◆ **What is asked**:
Write the material out again, line by line, exactly as it is.

- - - -

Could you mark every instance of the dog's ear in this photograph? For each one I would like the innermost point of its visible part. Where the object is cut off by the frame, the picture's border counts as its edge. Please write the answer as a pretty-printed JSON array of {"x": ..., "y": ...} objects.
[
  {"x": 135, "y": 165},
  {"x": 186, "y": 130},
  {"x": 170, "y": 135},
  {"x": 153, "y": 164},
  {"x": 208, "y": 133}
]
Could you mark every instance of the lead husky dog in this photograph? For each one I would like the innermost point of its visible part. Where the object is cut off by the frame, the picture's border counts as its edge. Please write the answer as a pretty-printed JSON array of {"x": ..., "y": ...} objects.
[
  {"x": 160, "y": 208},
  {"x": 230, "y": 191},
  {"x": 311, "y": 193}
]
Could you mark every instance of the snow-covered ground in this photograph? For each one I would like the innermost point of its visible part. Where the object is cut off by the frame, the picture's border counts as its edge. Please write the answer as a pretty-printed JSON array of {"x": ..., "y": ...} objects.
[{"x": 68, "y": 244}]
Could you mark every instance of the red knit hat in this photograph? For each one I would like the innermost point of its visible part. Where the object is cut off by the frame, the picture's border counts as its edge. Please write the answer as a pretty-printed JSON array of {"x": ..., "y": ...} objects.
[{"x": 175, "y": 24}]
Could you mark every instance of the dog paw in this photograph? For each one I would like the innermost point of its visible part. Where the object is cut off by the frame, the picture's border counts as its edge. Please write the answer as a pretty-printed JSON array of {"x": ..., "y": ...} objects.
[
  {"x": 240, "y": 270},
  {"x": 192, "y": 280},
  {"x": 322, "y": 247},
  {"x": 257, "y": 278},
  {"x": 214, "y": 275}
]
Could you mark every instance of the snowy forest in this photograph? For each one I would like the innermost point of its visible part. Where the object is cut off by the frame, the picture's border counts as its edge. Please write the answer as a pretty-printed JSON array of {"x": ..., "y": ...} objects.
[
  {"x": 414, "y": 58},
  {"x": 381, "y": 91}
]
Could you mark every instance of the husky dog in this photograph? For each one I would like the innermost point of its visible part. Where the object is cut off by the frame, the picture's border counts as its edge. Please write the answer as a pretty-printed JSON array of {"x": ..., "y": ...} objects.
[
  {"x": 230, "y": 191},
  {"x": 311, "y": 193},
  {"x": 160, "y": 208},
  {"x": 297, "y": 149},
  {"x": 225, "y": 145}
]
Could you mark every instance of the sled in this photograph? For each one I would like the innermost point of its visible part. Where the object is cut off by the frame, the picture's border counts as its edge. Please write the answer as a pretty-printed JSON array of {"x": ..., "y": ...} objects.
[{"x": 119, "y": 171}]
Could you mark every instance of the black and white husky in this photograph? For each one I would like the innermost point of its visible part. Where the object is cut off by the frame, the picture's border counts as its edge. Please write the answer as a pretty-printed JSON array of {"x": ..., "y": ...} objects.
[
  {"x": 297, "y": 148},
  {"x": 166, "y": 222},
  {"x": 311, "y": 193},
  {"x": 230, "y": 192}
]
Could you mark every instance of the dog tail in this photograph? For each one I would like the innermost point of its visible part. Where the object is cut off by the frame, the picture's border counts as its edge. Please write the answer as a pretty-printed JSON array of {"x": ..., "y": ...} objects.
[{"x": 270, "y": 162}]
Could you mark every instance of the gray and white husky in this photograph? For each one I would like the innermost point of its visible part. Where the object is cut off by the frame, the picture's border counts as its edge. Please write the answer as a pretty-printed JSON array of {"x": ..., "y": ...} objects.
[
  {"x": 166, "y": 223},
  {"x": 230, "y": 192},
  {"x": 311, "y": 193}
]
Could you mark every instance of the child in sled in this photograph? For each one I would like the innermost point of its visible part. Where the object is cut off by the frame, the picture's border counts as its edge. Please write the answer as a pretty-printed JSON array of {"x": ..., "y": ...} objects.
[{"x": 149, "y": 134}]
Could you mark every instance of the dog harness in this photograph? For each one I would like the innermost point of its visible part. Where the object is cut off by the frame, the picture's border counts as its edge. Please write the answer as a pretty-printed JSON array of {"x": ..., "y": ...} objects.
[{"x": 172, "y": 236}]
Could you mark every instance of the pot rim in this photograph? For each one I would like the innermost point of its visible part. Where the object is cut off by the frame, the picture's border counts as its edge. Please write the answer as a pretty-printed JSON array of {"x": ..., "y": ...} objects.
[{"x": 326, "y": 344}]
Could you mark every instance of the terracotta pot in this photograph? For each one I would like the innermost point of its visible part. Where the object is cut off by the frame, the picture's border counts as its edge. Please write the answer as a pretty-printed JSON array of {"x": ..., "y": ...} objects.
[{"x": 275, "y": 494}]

- - - -

◆ **Answer to the exercise**:
Could you mark every instance of the dog's ear in this photograph? For each one I would like the innermost point of its visible part. Where the object is cut off by the frame, the picture's border counts as its edge. Please write the answer as a pretty-printed JSON array of {"x": ..., "y": ...} objects.
[
  {"x": 135, "y": 165},
  {"x": 186, "y": 130},
  {"x": 170, "y": 135},
  {"x": 153, "y": 164},
  {"x": 208, "y": 133}
]
Could you mark every instance of the lead husky dog in this photograph? For each one I would like the innermost point of its visible part. Where the object is cut off by the frame, the picture's border counts as its edge. Please write the answer as a pretty-printed JSON array of {"x": ..., "y": ...} objects.
[
  {"x": 160, "y": 208},
  {"x": 230, "y": 191},
  {"x": 311, "y": 193}
]
Could you mark every instance of the snow-covered ground in this photograph? For each one I would like the innermost point of its visible part. Where the object is cut off by the frame, the picture's border counts as its edge. Please write the answer as a pretty-printed JSON array of {"x": ..., "y": ...} objects.
[{"x": 68, "y": 244}]
Could you mark every instance of the red knit hat in this photograph? For each one I would like the innermost point of its visible part. Where the object is cut off by the frame, the picture's border counts as its edge. Please write the answer as a pretty-printed JSON array of {"x": ..., "y": ...} objects.
[{"x": 175, "y": 24}]
Could you mark every instance of the dog paw in this photograph? For each one I would like the innermost point of its visible part. Where the object is cut off by the frame, the picture's border counts as its edge. Please write the answer as a pretty-printed JSON array of {"x": ..., "y": ...} objects.
[
  {"x": 240, "y": 270},
  {"x": 192, "y": 280},
  {"x": 322, "y": 247},
  {"x": 257, "y": 278},
  {"x": 214, "y": 275}
]
Could you mark every instance of the snowy forest in this photograph? For each one I would like the innermost point of its visible part. Where the object is cut off by the frame, the picture's border counts as its edge. Please write the answer as a pretty-printed JSON array of {"x": ..., "y": ...} objects.
[
  {"x": 414, "y": 58},
  {"x": 381, "y": 91}
]
Could you mark every instance of the husky dog in this photograph? For each one I would like the innermost point of its visible part. Where the object is cut off by the frame, the picture's border counts as its edge. Please write the answer as a pretty-printed JSON array of {"x": ..., "y": ...} objects.
[
  {"x": 230, "y": 191},
  {"x": 311, "y": 193},
  {"x": 160, "y": 208},
  {"x": 297, "y": 149},
  {"x": 225, "y": 145}
]
Could you mark every instance of the sled in this photograph? For each one I would like the innermost point of its visible part. Where the object is cut off by the frame, the picture's border counts as its edge. Please write the answer as a pretty-printed JSON array of {"x": ..., "y": ...} objects.
[{"x": 119, "y": 171}]
Could you mark every instance of the black and white husky in this photograph? For each one I would like the innermost point of its visible part. Where the object is cut off by the frame, the picture's border counts as its edge. Please write the answer as a pretty-printed JSON array of {"x": ..., "y": ...} objects.
[
  {"x": 297, "y": 148},
  {"x": 166, "y": 222},
  {"x": 311, "y": 193},
  {"x": 230, "y": 192}
]
Could you mark every instance of the dog tail in this photograph? For each one I would like the innermost point of its visible part. Where the object is cut off by the frame, the picture's border counts as its edge. Please write the answer as a pretty-printed JSON array of {"x": ..., "y": ...} objects.
[{"x": 270, "y": 162}]
Could you mark every instance of the gray and white husky in this photograph? For each one I would like the innermost point of its visible part. Where the object is cut off by the frame, the picture's border counts as its edge. Please write the answer as a pretty-printed JSON array of {"x": ..., "y": ...} objects.
[
  {"x": 166, "y": 223},
  {"x": 230, "y": 192},
  {"x": 311, "y": 193}
]
Could you mark every instance of the child in sled in this photograph? For each one I would like the innermost point of its visible part. Where the object is cut off by the frame, the picture's border counts as its edge. Please write the answer as a pretty-printed JSON array of {"x": ..., "y": ...} objects.
[{"x": 149, "y": 134}]
Could you mark every instance of the dog harness in this photograph? For each one I would like the innermost point of its visible part. Where the object is cut off by the frame, the picture's border counts as its edge. Please write the answer as a pretty-printed JSON array of {"x": ..., "y": ...} objects.
[{"x": 172, "y": 236}]
Could you mark every instance of the pot rim in this photograph? For each one I would like the innermost point of its visible part. Where the object is cut off by the frame, the picture's border counts as its edge. Please write the answer as a pretty-printed JSON array of {"x": ..., "y": ...} objects.
[{"x": 326, "y": 344}]
Could you mark every instance of the terracotta pot in this photograph? For each one I would like the innermost point of its visible part. Where the object is cut off by the frame, the picture's border counts as its edge. Please write the answer as a pretty-printed JSON array of {"x": ..., "y": ...} objects.
[{"x": 275, "y": 494}]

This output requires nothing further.